_JOB:_
Copy down all of the data underneath, exactly as shown.

________

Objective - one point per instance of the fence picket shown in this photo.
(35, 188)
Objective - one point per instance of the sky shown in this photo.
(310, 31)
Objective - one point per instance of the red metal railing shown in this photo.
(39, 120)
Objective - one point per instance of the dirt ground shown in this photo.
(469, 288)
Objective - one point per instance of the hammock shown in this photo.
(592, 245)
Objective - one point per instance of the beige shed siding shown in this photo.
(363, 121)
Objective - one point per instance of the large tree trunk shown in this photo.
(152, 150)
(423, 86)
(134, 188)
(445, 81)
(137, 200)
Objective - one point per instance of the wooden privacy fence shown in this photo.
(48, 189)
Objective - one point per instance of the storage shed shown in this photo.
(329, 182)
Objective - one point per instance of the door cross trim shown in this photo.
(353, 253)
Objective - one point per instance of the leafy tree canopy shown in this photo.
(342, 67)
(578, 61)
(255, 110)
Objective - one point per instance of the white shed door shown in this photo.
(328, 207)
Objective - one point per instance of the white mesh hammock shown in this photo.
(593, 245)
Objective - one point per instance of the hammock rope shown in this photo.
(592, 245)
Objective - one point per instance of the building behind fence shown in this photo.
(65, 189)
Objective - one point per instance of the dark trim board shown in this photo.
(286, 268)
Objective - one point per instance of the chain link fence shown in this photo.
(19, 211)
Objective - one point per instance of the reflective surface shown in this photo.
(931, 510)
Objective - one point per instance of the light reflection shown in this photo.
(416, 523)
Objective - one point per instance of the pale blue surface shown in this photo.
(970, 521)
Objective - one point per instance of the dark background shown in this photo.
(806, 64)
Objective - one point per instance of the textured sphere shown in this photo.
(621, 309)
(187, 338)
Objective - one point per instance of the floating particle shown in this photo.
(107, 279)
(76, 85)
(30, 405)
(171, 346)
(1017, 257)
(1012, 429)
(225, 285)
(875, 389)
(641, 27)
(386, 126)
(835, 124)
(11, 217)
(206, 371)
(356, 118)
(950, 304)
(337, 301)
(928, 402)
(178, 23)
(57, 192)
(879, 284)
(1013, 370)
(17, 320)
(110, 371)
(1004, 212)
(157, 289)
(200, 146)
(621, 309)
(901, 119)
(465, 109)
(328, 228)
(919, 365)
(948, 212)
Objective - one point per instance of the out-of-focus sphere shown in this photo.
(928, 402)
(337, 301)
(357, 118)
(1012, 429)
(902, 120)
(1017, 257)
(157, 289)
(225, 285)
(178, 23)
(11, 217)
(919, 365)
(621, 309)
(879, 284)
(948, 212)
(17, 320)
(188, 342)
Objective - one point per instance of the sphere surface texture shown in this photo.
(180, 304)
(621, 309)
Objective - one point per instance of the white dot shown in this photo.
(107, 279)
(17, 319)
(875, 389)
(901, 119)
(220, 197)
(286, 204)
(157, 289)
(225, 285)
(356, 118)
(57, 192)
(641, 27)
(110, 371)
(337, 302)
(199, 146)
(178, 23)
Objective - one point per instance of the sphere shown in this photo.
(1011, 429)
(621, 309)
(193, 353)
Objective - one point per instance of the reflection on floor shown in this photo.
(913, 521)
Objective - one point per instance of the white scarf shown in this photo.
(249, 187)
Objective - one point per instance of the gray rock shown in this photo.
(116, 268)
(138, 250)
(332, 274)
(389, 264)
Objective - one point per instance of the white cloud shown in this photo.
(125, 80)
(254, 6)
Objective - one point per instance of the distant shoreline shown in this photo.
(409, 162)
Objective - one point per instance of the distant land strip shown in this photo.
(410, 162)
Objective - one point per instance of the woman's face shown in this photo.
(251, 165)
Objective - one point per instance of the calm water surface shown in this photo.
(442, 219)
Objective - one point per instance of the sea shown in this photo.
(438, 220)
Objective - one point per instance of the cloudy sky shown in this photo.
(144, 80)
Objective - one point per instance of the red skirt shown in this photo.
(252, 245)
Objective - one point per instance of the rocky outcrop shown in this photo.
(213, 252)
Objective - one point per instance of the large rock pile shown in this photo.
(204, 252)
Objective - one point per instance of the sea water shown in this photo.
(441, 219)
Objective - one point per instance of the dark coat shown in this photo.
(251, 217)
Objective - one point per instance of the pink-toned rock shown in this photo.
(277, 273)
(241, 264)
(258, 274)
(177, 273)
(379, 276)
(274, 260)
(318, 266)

________

_THE REPLY:_
Objective - one point per instance of the fence picket shown in this photo.
(35, 188)
Objective - one point per instance of the sky shown in this photo.
(310, 31)
Objective - one point per instance of the red metal railing shown in this photo.
(39, 120)
Objective - one point per instance of the dirt ground shown in this photo.
(469, 288)
Objective - one point per instance of the hammock shown in this photo.
(592, 245)
Objective - one point per instance of the beige shed siding shown in this photo.
(363, 121)
Objective - one point per instance of the large tree trunk shown in this photo.
(152, 150)
(423, 86)
(134, 188)
(445, 81)
(137, 200)
Objective - one point per instance of the wooden privacy fence shown in this photo.
(48, 189)
Objective - one point per instance of the storage shed shown in this photo.
(329, 182)
Objective - one point per instance of the door cross trim shown in this photo.
(353, 253)
Objective - one point per instance of the leafy tree canopy shown in this photo.
(342, 67)
(578, 61)
(255, 110)
Objective - one point per instance of the white shed door shown in this photo.
(328, 207)
Objective - one point per instance of the white mesh hammock shown in this photo.
(593, 245)
Objective - one point per instance of the hammock rope shown in this photo.
(592, 245)
Objective - one point per instance of the building behind fence shown in this photo.
(65, 189)
Objective - one point per instance of the dark trim board shown in this photo.
(286, 268)
Objective - one point per instance of the chain link fence shown in this photo.
(19, 211)
Objective - one point per instance of the reflective surface shown in this photo.
(931, 510)
Objective - one point per instance of the light reflection shown in this photo.
(416, 523)
Objective - one point per instance of the pale blue surface shown in this photo.
(970, 521)
Objective - one point per instance of the dark background shown in this photo.
(806, 64)
Objective - one point per instance of the textured sphere shown in this photo.
(621, 309)
(187, 338)
Objective - one point per instance of the floating particle shown in this photo.
(107, 279)
(76, 85)
(30, 405)
(171, 346)
(1017, 257)
(1012, 429)
(225, 285)
(875, 389)
(641, 27)
(386, 126)
(835, 124)
(11, 217)
(206, 371)
(356, 118)
(950, 304)
(337, 301)
(928, 402)
(178, 23)
(57, 192)
(879, 284)
(1013, 370)
(17, 320)
(110, 371)
(1004, 212)
(157, 289)
(200, 146)
(621, 309)
(901, 119)
(465, 109)
(328, 228)
(919, 365)
(948, 212)
Objective - one point per instance of the out-of-focus sphere shown in this photo.
(928, 402)
(337, 301)
(357, 118)
(1012, 429)
(902, 120)
(1017, 257)
(157, 289)
(225, 285)
(178, 23)
(11, 217)
(919, 365)
(621, 309)
(879, 284)
(948, 212)
(17, 320)
(188, 342)
Objective - one point per instance of the sphere surface texture shown in this photo.
(180, 304)
(621, 309)
Objective - one point per instance of the white dot shown in this photo.
(107, 279)
(17, 319)
(875, 389)
(901, 119)
(220, 197)
(286, 204)
(157, 289)
(225, 285)
(356, 118)
(57, 192)
(641, 27)
(110, 371)
(337, 302)
(199, 146)
(178, 23)
Objective - one point per instance of the sphere shown in this photo.
(1011, 429)
(621, 309)
(193, 353)
Objective - one point per instance of the reflection on floor shown in this photo.
(913, 521)
Objective - one point per instance of the white scarf shown in this photo.
(249, 187)
Objective - one point per instance of the gray rock shown in this photo.
(116, 268)
(138, 250)
(332, 274)
(389, 264)
Objective - one point per instance of the white cloud shown in this photo.
(125, 80)
(254, 6)
Objective - one point per instance of the distant shoreline shown in this photo.
(409, 162)
Objective - one point per instance of the distant land strip shown in this photo.
(410, 162)
Objective - one point per instance of the woman's face shown in this photo.
(251, 165)
Objective - one point per instance of the calm water surface shown in this photo.
(442, 219)
Objective - one point per instance of the sea shown in this photo.
(438, 220)
Objective - one point per instance of the cloudy sky shown in this photo.
(144, 80)
Objective - one point per instance of the red skirt shown in this photo.
(252, 245)
Objective - one point per instance of the rocky outcrop shown in this photo.
(213, 252)
Objective - one point per instance of the large rock pile shown in this photo.
(204, 252)
Objective - one point per instance of the sea water shown in this photo.
(441, 219)
Objective - one point per instance of the dark coat shown in this photo.
(251, 217)
Objective - one point per instance of the pink-toned rock shown in this photo.
(277, 273)
(241, 264)
(258, 274)
(177, 273)
(379, 276)
(274, 260)
(318, 266)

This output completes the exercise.